(PROMPT)
Format the records from the first line through the line containing "[205,60,363,184]" as a Markdown table with a Row column for the row number and a Text column for the line, skipping any blank lines.

#####

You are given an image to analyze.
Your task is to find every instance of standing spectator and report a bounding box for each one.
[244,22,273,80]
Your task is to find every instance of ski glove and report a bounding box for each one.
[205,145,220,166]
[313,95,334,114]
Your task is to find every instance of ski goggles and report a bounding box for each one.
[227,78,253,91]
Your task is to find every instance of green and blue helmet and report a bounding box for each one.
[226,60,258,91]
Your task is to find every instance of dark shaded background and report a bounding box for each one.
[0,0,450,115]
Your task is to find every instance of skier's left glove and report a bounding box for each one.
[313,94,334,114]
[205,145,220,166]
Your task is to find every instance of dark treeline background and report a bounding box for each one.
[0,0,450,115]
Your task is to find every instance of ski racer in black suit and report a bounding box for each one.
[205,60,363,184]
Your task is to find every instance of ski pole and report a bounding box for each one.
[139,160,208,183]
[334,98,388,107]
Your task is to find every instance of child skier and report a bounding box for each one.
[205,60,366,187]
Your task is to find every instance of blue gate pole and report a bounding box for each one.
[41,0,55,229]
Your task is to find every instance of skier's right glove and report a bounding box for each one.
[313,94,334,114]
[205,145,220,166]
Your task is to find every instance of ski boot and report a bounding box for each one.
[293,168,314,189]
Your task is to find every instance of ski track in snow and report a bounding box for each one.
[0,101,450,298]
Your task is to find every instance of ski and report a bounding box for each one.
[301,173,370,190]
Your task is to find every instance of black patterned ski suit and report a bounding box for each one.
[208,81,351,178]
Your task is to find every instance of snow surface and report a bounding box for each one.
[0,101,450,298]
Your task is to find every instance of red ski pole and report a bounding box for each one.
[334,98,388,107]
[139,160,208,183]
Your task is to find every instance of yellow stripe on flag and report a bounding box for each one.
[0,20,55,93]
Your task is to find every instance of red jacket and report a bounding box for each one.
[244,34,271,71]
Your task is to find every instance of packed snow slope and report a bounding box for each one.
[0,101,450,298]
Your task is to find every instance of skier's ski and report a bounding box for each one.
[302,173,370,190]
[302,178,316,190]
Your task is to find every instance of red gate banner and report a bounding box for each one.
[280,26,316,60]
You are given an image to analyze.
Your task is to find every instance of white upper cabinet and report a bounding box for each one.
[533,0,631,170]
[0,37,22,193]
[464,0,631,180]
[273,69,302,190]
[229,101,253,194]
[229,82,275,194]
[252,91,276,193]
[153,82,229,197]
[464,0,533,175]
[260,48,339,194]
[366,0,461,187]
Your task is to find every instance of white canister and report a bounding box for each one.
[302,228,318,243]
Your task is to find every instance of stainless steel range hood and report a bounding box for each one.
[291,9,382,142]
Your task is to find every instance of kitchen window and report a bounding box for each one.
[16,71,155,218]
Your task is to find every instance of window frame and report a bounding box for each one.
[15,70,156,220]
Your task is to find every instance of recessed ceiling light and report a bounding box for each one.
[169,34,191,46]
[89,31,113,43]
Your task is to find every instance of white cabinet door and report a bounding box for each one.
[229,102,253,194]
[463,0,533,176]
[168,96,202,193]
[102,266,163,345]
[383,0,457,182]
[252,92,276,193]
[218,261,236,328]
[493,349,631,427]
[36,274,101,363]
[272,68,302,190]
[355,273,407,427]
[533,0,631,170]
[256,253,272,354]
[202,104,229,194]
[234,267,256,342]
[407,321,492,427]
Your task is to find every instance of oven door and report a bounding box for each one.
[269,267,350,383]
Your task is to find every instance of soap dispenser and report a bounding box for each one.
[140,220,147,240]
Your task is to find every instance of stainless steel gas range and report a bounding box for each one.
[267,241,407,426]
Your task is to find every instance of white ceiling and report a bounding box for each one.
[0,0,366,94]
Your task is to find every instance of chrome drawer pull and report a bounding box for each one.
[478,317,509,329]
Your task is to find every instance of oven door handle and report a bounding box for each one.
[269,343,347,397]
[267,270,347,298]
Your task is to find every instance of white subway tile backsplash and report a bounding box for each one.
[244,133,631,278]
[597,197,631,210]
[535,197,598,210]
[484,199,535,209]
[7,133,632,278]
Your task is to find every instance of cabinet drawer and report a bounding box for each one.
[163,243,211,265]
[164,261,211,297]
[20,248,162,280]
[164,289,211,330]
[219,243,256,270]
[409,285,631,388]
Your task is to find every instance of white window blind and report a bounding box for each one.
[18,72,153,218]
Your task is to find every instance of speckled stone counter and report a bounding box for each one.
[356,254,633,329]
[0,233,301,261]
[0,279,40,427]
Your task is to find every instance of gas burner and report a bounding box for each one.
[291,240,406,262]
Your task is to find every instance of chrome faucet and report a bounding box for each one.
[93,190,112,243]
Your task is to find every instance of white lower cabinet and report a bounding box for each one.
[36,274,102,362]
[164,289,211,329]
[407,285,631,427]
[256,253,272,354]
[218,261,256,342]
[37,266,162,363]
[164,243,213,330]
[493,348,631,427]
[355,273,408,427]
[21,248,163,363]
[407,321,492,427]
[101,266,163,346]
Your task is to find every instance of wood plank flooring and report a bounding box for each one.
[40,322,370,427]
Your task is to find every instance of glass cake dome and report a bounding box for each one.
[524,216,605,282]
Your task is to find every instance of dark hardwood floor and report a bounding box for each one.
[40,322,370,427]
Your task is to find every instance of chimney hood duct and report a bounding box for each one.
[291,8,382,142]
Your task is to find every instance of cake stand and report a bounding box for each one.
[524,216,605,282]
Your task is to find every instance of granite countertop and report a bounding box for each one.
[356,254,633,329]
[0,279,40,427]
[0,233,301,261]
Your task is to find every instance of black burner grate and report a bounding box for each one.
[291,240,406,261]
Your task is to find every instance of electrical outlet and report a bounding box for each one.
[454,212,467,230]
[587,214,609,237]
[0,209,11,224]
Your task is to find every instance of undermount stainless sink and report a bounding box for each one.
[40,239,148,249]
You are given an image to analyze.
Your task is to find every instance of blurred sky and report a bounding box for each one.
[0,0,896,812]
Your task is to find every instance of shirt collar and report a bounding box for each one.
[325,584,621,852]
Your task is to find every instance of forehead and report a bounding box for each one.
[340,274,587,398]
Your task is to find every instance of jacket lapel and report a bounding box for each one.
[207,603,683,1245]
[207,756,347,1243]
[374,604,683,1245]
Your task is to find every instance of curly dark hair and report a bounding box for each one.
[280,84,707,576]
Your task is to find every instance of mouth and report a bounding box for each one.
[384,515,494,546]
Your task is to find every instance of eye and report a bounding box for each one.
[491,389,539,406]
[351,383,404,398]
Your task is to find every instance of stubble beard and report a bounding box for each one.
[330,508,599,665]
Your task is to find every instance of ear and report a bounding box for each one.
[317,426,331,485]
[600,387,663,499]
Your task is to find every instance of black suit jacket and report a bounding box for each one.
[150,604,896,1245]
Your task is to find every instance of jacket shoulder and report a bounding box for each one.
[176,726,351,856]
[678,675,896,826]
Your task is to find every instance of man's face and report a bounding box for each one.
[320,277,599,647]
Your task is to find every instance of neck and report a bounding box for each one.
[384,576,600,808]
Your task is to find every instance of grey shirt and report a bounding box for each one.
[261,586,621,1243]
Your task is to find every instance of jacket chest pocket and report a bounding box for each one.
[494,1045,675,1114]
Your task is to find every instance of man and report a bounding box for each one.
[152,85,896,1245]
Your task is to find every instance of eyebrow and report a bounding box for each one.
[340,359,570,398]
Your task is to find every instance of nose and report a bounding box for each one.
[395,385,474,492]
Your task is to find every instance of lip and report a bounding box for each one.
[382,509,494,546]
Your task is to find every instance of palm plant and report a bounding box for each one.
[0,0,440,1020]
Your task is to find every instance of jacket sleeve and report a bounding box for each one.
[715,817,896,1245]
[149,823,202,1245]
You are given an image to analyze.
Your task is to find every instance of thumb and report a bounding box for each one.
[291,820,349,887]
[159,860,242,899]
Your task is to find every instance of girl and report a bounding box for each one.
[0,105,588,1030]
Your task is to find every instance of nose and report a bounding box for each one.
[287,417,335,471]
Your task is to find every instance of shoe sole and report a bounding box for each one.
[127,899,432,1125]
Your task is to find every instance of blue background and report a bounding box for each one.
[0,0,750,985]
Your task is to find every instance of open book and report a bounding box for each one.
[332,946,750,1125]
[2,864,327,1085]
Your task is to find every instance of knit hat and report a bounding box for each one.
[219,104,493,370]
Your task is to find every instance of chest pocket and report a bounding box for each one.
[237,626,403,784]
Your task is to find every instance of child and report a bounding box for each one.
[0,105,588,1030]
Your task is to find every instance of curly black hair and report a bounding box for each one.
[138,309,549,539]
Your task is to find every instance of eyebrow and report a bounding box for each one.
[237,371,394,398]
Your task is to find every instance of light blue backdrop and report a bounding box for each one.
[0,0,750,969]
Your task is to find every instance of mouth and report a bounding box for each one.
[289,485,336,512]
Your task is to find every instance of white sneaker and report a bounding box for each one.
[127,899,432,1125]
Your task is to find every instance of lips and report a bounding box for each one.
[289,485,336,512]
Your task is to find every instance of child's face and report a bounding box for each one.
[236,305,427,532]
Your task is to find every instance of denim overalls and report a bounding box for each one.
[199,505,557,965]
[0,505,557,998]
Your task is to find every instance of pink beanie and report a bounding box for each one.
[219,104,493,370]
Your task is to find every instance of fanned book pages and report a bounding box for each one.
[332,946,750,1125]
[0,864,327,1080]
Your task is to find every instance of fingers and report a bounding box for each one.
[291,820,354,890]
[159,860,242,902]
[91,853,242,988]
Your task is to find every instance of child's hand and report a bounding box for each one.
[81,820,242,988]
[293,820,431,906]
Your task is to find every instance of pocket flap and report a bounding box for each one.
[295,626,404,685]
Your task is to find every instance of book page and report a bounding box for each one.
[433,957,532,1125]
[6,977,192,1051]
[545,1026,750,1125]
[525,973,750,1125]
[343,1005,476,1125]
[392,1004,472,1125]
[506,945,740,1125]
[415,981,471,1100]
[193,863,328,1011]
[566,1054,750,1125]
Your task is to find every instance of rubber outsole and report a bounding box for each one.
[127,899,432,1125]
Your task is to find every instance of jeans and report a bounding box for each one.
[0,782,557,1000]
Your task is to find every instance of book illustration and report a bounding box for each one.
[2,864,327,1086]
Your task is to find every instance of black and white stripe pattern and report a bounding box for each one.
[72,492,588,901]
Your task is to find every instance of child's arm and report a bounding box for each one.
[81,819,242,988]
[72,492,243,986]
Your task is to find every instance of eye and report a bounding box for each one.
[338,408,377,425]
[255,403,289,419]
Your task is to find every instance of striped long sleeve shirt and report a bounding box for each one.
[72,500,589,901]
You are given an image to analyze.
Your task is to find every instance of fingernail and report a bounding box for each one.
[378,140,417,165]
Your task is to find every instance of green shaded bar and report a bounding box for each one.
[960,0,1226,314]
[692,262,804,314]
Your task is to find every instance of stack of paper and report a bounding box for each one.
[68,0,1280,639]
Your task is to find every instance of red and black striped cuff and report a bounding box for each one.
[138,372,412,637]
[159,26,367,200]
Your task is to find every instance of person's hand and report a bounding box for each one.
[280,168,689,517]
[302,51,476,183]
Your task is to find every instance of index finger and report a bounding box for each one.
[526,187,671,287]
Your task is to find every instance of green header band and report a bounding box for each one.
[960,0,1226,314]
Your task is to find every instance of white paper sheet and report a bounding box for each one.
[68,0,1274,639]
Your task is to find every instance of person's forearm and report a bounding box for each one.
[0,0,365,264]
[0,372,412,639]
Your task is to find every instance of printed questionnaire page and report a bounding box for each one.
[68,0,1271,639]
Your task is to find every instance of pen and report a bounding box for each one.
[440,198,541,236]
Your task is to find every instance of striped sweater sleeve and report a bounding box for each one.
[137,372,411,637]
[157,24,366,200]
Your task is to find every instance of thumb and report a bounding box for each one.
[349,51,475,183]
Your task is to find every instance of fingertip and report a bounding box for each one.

#####

(ANSWER TO THIS PROBLEM)
| Row | Text |
|---|---|
| 1 | You are given an image to analyze. |
| 2 | Your task is to find every instance of standing spectator and report a bounding box for each one. |
| 3 | [244,22,273,80] |
| 4 | Your task is to find every instance of ski glove and report a bounding box for each one. |
| 5 | [205,145,220,166] |
| 6 | [313,95,334,114] |
| 7 | Your task is to find every instance of ski goggles and report a bounding box for each one. |
| 8 | [227,78,253,91] |
| 9 | Your task is to find every instance of green and blue helmet and report a bounding box for each one. |
| 10 | [226,60,258,91] |
| 11 | Your task is to find every instance of dark shaded background and report a bounding box for each one. |
| 12 | [0,0,450,115] |
| 13 | Your task is to find every instance of skier's left glove and report a bounding box for each one. |
| 14 | [313,94,334,114] |
| 15 | [205,145,220,166] |
| 16 | Your task is to find every instance of dark treeline background and report a bounding box for each one. |
| 17 | [0,0,450,115] |
| 18 | Your task is to find every instance of ski racer in black suit and report a bounding box for each one. |
| 19 | [205,60,363,184] |